» SOURCE MATERIAL:
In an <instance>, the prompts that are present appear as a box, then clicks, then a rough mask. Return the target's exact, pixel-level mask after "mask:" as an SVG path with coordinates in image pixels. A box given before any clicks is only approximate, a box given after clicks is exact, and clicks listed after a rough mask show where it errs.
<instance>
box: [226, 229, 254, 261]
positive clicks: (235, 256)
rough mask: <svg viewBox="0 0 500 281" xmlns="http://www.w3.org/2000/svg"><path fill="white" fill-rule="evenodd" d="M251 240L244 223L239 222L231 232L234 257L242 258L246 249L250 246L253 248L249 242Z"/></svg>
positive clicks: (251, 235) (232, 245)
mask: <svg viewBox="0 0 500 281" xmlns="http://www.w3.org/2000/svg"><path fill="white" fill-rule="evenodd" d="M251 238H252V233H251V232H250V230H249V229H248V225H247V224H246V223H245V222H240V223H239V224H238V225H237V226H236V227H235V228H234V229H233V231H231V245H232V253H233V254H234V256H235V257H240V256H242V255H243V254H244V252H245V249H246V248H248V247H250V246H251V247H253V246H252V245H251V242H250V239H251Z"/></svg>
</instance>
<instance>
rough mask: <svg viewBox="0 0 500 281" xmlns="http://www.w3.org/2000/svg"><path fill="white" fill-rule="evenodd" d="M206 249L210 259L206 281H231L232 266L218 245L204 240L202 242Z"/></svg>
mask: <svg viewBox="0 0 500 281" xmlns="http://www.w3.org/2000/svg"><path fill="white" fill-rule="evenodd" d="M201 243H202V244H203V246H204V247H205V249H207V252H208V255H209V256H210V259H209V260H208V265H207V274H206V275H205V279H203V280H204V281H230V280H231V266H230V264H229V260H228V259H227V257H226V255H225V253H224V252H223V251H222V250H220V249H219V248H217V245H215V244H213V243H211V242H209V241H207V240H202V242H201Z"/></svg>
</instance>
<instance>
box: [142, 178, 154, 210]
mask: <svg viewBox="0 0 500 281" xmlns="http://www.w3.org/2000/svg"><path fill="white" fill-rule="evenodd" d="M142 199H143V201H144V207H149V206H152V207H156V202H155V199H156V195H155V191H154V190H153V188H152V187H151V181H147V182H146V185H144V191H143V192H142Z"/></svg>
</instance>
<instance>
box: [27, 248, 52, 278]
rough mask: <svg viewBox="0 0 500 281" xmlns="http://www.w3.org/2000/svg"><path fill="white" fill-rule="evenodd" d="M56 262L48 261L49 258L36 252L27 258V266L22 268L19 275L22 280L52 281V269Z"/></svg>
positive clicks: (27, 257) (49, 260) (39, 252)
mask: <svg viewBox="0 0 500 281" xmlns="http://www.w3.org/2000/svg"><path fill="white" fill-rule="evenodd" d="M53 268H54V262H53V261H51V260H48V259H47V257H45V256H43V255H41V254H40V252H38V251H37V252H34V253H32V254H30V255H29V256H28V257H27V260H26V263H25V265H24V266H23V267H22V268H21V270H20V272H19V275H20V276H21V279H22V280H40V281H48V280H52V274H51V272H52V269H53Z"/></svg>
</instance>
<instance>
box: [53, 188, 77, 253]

» WHAT YOU NEED TO DO: Give an exact copy of all the material above.

» SOLVED EXERCISE:
In an <instance>, the prompts that are present appear as a box, then clicks, then a rough mask. Return the target's exact, pixel-level mask after "mask:" as an SVG path with coordinates in image pixels. A box given before any clicks is only approximate, a box given after clicks is exact, and clicks listed after a rough mask show where it errs.
<instance>
box: [226, 229, 254, 261]
positive clicks: (235, 256)
rough mask: <svg viewBox="0 0 500 281" xmlns="http://www.w3.org/2000/svg"><path fill="white" fill-rule="evenodd" d="M251 240L244 223L239 222L231 232L234 257L242 258L246 249L250 246L253 248L249 242Z"/></svg>
positive clicks: (251, 235) (232, 245)
mask: <svg viewBox="0 0 500 281" xmlns="http://www.w3.org/2000/svg"><path fill="white" fill-rule="evenodd" d="M251 238H252V233H251V232H250V230H249V229H248V225H247V224H246V223H245V222H240V223H239V224H238V225H237V226H236V227H235V228H234V229H233V231H231V245H232V253H233V254H234V256H235V257H240V256H242V255H243V254H244V252H245V249H246V248H248V247H250V246H251V247H253V246H252V245H251V242H250V239H251Z"/></svg>
</instance>
<instance>
rough mask: <svg viewBox="0 0 500 281" xmlns="http://www.w3.org/2000/svg"><path fill="white" fill-rule="evenodd" d="M206 249L210 259L206 281H231L232 266L218 245L204 240L202 242Z"/></svg>
mask: <svg viewBox="0 0 500 281" xmlns="http://www.w3.org/2000/svg"><path fill="white" fill-rule="evenodd" d="M201 243H202V244H203V246H204V247H205V249H207V252H208V255H209V256H210V259H209V260H208V265H207V274H206V275H205V279H203V280H204V281H230V280H231V266H230V264H229V260H228V259H227V257H226V255H225V253H224V252H223V251H222V250H220V249H219V248H217V245H215V244H213V243H211V242H209V241H207V240H202V242H201Z"/></svg>
</instance>
<instance>
box: [142, 178, 154, 210]
mask: <svg viewBox="0 0 500 281" xmlns="http://www.w3.org/2000/svg"><path fill="white" fill-rule="evenodd" d="M142 199H143V201H144V207H149V206H152V207H156V202H155V199H156V195H155V191H154V190H153V188H152V187H151V181H147V182H146V185H144V191H143V192H142Z"/></svg>
</instance>
<instance>
box: [27, 248, 52, 278]
rough mask: <svg viewBox="0 0 500 281" xmlns="http://www.w3.org/2000/svg"><path fill="white" fill-rule="evenodd" d="M56 262L48 261L49 258L36 252L27 258V266L22 268L19 275L22 280L52 281V269Z"/></svg>
positive clicks: (27, 257) (49, 260) (39, 252)
mask: <svg viewBox="0 0 500 281" xmlns="http://www.w3.org/2000/svg"><path fill="white" fill-rule="evenodd" d="M53 268H54V262H53V261H51V260H48V259H47V257H45V256H43V255H41V254H40V252H38V251H37V252H34V253H32V254H30V255H29V256H28V257H27V260H26V263H25V265H24V266H23V267H22V268H21V270H20V272H19V275H20V276H21V279H22V280H40V281H48V280H52V274H51V272H52V269H53Z"/></svg>
</instance>
<instance>
box: [53, 188, 77, 253]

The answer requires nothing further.